■ About this task
Reproduce the records word for word, leaving out any pictures they hold.

========================================================================

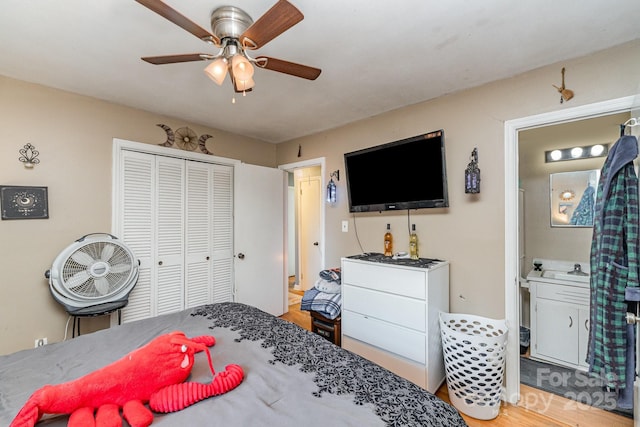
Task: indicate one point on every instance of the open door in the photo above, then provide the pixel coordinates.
(309, 206)
(259, 237)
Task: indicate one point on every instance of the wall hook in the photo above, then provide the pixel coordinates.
(565, 94)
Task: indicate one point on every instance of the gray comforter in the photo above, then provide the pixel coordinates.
(292, 377)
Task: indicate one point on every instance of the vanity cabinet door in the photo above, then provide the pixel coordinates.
(557, 330)
(583, 337)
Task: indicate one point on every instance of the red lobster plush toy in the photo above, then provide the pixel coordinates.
(154, 373)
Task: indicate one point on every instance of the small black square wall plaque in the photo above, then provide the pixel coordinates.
(20, 202)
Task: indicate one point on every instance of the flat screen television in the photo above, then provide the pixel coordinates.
(405, 174)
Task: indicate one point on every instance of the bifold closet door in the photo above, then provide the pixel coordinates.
(208, 233)
(135, 211)
(170, 241)
(177, 217)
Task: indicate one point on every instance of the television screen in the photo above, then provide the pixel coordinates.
(404, 174)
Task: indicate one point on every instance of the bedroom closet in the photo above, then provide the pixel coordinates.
(177, 217)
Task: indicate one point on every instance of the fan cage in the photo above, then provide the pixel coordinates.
(93, 272)
(115, 280)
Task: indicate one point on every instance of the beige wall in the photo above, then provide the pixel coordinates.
(542, 240)
(470, 233)
(74, 137)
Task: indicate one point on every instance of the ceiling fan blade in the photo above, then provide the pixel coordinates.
(180, 20)
(287, 67)
(282, 16)
(172, 59)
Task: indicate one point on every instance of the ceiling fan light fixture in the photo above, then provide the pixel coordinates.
(241, 68)
(244, 85)
(217, 70)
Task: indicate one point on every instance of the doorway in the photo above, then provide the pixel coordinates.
(305, 225)
(513, 266)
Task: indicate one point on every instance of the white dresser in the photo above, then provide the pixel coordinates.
(390, 316)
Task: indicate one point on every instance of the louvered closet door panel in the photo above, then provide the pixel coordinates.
(170, 177)
(222, 233)
(198, 284)
(136, 208)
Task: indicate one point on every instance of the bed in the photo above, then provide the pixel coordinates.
(292, 376)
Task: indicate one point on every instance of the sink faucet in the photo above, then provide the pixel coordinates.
(577, 270)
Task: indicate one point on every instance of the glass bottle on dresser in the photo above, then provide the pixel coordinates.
(388, 242)
(413, 243)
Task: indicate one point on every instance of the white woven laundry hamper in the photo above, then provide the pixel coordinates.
(474, 350)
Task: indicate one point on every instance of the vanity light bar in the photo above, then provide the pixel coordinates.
(575, 153)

========================================================================

■ Expected answer
Task: indicate one point on every instance of the open door in the photo above, then provide the pixel coordinates.
(309, 206)
(259, 237)
Task: indicate one point on every instance of the wall hook in the photo above, then provide the pixel coordinates.
(565, 94)
Task: indicate one point on every instance of the gray comforter in the photo above, then provide the pixel coordinates.
(292, 377)
Task: indicate one point on every instance of the vanity cabinet door in the photo above, then provide the pixel coordinates.
(557, 330)
(583, 337)
Task: indicate one point on every instance of the red lobster plush toy in the photo above, then provide the pixel coordinates.
(154, 373)
Task: indicate one point on every instance of the small black square wall plaque in the photo above, then provide the pixel coordinates.
(20, 202)
Task: indicate one point on every instance of the flat screen television in the photo above, then provide the pixel coordinates.
(405, 174)
Task: indicate one point on every instance of the bifold closet door in the photo above, then provide the pixel coordinates.
(208, 233)
(135, 211)
(170, 241)
(177, 217)
Task: indicate one point on every instance of the television screen in the photo above, then provide the pixel coordinates.
(404, 174)
Task: indicate one point on every instance of the bedroom closet in the photo above, then provide the pixel coordinates.
(177, 217)
Task: indicate one point on every instance of the fan cage in the photo above, then provide the pixel coordinates.
(93, 272)
(115, 280)
Task: indicate one point on every instance of the beige wall in the photo above, then provide the pixel coordinates.
(542, 240)
(470, 233)
(74, 137)
Task: indicate one point on every instance of the ceiling fan blade in the photo above, then provide the pixel coordinates.
(180, 20)
(287, 67)
(282, 16)
(172, 59)
Task: indicate one point on every instance of the ceiling fan light fixture in the photo above, then provide the pixel coordinates.
(241, 68)
(244, 85)
(217, 70)
Task: indicate one point on every instance of the doorway in the photo above, then provide the pixel coordinates.
(305, 225)
(513, 266)
Task: indicate one point on every instance of the white dresser in the photo above, then provide the pixel coordinates.
(390, 316)
Task: indicate one point on every instance of the louvered closet door panel in the photo above, then provide the pixel coordinates.
(170, 177)
(222, 233)
(198, 284)
(136, 208)
Task: indicate one point on every instance of the bed in the photo above, then provide the pixel coordinates.
(292, 376)
Task: indicate one point on every instance of the sink faucet in the photo above, then provide the pixel coordinates.
(577, 270)
Task: indicate one point on every instance of the glass bottle on dresser in the photo above, then provide the pixel coordinates.
(388, 242)
(413, 243)
Task: indicate one point on every instance of the white woven laundry hamper in the photo above, then provide the pixel coordinates.
(474, 350)
Task: indicate one point on every instance of the vanity light bar in the photo above, then provide the pixel coordinates.
(575, 153)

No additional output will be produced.